Task directions — What is needed is an exact copy of all the lines below.

(Segmentation mask data)
┌──
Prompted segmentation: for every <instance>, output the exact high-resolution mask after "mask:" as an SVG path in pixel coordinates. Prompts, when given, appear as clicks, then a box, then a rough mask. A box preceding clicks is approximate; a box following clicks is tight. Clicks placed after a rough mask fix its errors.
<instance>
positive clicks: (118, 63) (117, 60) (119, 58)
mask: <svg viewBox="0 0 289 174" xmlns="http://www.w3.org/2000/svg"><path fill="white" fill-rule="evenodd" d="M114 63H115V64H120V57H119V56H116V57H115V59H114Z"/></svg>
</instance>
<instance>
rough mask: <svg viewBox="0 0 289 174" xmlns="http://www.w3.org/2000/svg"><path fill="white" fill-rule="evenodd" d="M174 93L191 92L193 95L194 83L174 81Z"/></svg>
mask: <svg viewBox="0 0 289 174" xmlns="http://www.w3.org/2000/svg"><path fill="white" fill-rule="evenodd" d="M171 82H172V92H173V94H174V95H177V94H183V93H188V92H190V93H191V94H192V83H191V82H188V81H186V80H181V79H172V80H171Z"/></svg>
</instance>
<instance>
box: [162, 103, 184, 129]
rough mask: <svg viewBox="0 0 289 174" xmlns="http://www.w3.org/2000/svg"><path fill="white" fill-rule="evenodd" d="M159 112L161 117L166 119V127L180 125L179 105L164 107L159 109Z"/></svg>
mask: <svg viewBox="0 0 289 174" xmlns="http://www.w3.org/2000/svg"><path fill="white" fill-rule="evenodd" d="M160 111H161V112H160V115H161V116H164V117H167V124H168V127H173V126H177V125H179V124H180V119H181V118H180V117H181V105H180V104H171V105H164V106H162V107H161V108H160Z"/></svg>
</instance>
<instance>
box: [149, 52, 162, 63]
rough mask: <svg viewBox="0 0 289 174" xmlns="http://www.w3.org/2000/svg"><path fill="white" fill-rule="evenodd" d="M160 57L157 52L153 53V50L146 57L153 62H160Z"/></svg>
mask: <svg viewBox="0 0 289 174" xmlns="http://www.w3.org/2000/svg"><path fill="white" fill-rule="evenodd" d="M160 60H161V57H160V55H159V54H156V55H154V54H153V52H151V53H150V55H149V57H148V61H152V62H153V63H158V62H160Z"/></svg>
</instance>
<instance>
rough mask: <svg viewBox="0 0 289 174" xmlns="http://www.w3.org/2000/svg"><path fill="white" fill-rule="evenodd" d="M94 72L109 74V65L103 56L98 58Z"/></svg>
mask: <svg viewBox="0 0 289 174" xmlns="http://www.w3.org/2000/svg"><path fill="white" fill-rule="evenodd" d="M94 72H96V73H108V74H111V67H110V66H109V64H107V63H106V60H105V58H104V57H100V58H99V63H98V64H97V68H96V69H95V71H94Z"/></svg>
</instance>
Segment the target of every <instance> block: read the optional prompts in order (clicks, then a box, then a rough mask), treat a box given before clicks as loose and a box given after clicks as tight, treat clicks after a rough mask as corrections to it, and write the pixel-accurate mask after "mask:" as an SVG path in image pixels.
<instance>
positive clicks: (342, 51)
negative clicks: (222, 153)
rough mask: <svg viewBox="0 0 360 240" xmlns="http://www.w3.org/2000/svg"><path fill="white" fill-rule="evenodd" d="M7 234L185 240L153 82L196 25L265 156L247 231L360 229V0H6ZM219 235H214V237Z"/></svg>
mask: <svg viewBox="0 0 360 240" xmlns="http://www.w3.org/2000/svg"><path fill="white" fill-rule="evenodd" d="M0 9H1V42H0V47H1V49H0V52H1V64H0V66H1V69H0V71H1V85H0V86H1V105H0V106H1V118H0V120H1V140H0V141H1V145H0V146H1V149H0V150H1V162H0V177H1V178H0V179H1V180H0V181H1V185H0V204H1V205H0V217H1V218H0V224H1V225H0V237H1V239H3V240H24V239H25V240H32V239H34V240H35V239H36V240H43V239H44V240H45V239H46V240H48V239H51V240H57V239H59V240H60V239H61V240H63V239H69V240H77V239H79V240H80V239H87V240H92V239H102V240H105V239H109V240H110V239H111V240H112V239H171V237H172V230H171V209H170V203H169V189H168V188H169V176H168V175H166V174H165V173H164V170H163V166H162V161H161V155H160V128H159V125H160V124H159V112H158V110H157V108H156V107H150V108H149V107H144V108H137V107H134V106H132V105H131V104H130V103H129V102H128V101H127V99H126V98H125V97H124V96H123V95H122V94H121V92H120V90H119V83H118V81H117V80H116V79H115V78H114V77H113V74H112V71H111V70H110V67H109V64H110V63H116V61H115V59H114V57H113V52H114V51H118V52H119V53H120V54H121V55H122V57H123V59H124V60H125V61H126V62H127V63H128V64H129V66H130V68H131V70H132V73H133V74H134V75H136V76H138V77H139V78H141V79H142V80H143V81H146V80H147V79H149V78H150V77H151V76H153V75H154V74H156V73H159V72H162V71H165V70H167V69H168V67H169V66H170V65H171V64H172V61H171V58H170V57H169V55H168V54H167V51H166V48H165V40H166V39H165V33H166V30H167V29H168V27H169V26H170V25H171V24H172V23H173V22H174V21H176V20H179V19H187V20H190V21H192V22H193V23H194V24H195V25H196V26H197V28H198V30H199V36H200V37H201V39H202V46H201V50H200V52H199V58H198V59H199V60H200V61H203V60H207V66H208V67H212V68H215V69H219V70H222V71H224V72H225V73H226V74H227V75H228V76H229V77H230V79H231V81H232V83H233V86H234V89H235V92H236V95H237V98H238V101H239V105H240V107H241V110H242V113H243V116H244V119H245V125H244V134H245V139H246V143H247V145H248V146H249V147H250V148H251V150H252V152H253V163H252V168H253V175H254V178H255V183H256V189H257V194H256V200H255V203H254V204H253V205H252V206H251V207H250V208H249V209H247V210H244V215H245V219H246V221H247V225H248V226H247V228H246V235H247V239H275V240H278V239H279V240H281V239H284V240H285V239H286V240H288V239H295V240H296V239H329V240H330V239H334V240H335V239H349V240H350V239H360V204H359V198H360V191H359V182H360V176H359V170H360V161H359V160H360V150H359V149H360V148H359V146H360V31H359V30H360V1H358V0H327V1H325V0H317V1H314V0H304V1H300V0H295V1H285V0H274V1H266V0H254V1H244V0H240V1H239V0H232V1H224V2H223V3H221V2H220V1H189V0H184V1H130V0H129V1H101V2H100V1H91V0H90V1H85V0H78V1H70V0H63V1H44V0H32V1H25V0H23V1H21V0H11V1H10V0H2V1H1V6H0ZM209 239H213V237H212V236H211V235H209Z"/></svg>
└──
Solved exercise —
Prompted segmentation: for every <instance>, output the exact high-resolution mask after "mask:" as an SVG path in pixel coordinates. Prompts, when given, appear as clicks, then a box, then a rough mask. A box preceding clicks is approximate; a box following clicks is tight. Clicks placed after a rough mask fix its errors.
<instance>
positive clicks: (118, 63) (117, 60) (119, 58)
mask: <svg viewBox="0 0 289 174" xmlns="http://www.w3.org/2000/svg"><path fill="white" fill-rule="evenodd" d="M114 63H115V64H120V57H119V56H116V57H115V59H114Z"/></svg>
</instance>
<instance>
rough mask: <svg viewBox="0 0 289 174" xmlns="http://www.w3.org/2000/svg"><path fill="white" fill-rule="evenodd" d="M174 93L191 92L193 95L194 83L174 81Z"/></svg>
mask: <svg viewBox="0 0 289 174" xmlns="http://www.w3.org/2000/svg"><path fill="white" fill-rule="evenodd" d="M171 82H172V92H173V94H174V95H177V94H183V93H188V92H190V93H191V94H192V83H191V82H188V81H186V80H181V79H172V80H171Z"/></svg>
</instance>
<instance>
box: [162, 103, 184, 129]
rough mask: <svg viewBox="0 0 289 174" xmlns="http://www.w3.org/2000/svg"><path fill="white" fill-rule="evenodd" d="M159 112L161 117L166 119V127L180 125L179 105L164 107L159 109Z"/></svg>
mask: <svg viewBox="0 0 289 174" xmlns="http://www.w3.org/2000/svg"><path fill="white" fill-rule="evenodd" d="M160 111H161V112H160V115H161V116H164V117H167V124H168V127H173V126H177V125H179V124H180V119H181V118H180V117H181V105H180V104H171V105H164V106H162V107H161V108H160Z"/></svg>
</instance>
<instance>
box: [149, 52, 162, 63]
rough mask: <svg viewBox="0 0 289 174" xmlns="http://www.w3.org/2000/svg"><path fill="white" fill-rule="evenodd" d="M160 57L157 52L153 53V50L146 57L153 62H160Z"/></svg>
mask: <svg viewBox="0 0 289 174" xmlns="http://www.w3.org/2000/svg"><path fill="white" fill-rule="evenodd" d="M160 60H161V57H160V55H159V54H156V55H154V54H153V52H151V53H150V55H149V57H148V61H152V62H153V63H158V62H160Z"/></svg>
</instance>
<instance>
rough mask: <svg viewBox="0 0 289 174" xmlns="http://www.w3.org/2000/svg"><path fill="white" fill-rule="evenodd" d="M94 72L109 74V65L103 56L98 58Z"/></svg>
mask: <svg viewBox="0 0 289 174" xmlns="http://www.w3.org/2000/svg"><path fill="white" fill-rule="evenodd" d="M94 72H96V73H108V74H111V67H110V66H109V64H107V63H106V60H105V58H104V57H100V58H99V63H98V64H97V68H96V69H95V71H94Z"/></svg>
</instance>
Segment the target of every <instance> block: read the optional prompts in order (clicks, then a box, then a rough mask), treat a box given before clicks as loose and a box given after clicks as tight, treat clicks after a rough mask as corrections to it, and write the pixel-accurate mask after "mask:" as an SVG path in image pixels.
<instance>
positive clicks: (342, 51)
negative clicks: (222, 153)
rough mask: <svg viewBox="0 0 360 240" xmlns="http://www.w3.org/2000/svg"><path fill="white" fill-rule="evenodd" d="M7 234L185 240L153 82L196 25L265 156L247 231L360 229V0H6ZM219 235H214V237Z"/></svg>
mask: <svg viewBox="0 0 360 240" xmlns="http://www.w3.org/2000/svg"><path fill="white" fill-rule="evenodd" d="M0 9H1V42H0V47H1V49H0V52H1V64H0V66H1V69H0V71H1V85H0V86H1V105H0V106H1V118H0V120H1V140H0V141H1V145H0V146H1V149H0V150H1V162H0V177H1V178H0V179H1V180H0V181H1V185H0V204H1V205H0V217H1V218H0V224H1V225H0V237H1V239H3V240H24V239H25V240H32V239H34V240H35V239H36V240H43V239H44V240H45V239H46V240H48V239H51V240H57V239H59V240H60V239H61V240H63V239H69V240H77V239H79V240H80V239H87V240H92V239H102V240H105V239H109V240H110V239H111V240H112V239H171V237H172V230H171V209H170V203H169V189H168V188H169V176H168V175H166V174H165V173H164V170H163V166H162V161H161V155H160V128H159V125H160V124H159V112H158V110H157V108H156V107H150V108H149V107H144V108H137V107H134V106H132V105H131V104H130V103H129V102H128V101H127V99H126V98H125V97H124V96H123V95H122V94H121V92H120V90H119V83H118V81H117V80H116V79H115V78H114V77H113V74H112V71H111V70H110V67H109V64H110V63H116V61H115V59H114V57H113V52H114V51H118V52H119V53H120V54H121V55H122V57H123V59H124V60H125V61H126V62H127V63H128V64H129V66H130V68H131V70H132V73H133V74H134V75H136V76H138V77H139V78H141V79H142V80H143V81H146V80H147V79H149V78H150V77H151V76H153V75H154V74H156V73H159V72H162V71H165V70H167V69H168V67H169V66H170V65H171V64H172V61H171V58H170V57H169V55H168V54H167V51H166V48H165V40H166V39H165V33H166V30H167V29H168V27H169V26H170V25H171V24H172V23H173V22H174V21H176V20H179V19H187V20H190V21H192V22H193V23H194V24H195V25H196V26H197V28H198V30H199V36H200V37H201V39H202V46H201V50H200V52H199V58H198V59H199V60H200V61H203V60H207V66H208V67H212V68H215V69H219V70H222V71H224V72H225V73H226V74H227V75H228V76H229V77H230V79H231V81H232V83H233V86H234V89H235V92H236V95H237V98H238V101H239V105H240V107H241V110H242V113H243V116H244V119H245V125H244V134H245V139H246V143H247V145H248V146H249V147H250V148H251V150H252V152H253V163H252V168H253V175H254V178H255V183H256V189H257V194H256V200H255V203H254V204H253V205H252V206H251V207H250V208H249V209H247V210H244V215H245V219H246V221H247V225H248V226H247V228H246V235H247V239H275V240H278V239H279V240H281V239H284V240H285V239H286V240H288V239H295V240H296V239H329V240H330V239H334V240H335V239H349V240H350V239H360V204H359V198H360V191H359V182H360V176H359V170H360V161H359V160H360V150H359V149H360V148H359V146H360V31H359V30H360V1H358V0H327V1H325V0H317V1H314V0H304V1H300V0H295V1H285V0H274V1H266V0H254V1H244V0H240V1H239V0H232V1H224V2H223V3H221V2H220V1H189V0H184V1H130V0H129V1H101V2H100V1H91V0H90V1H85V0H78V1H70V0H63V1H44V0H32V1H25V0H23V1H21V0H11V1H10V0H2V1H1V6H0ZM209 239H213V237H212V236H211V235H209Z"/></svg>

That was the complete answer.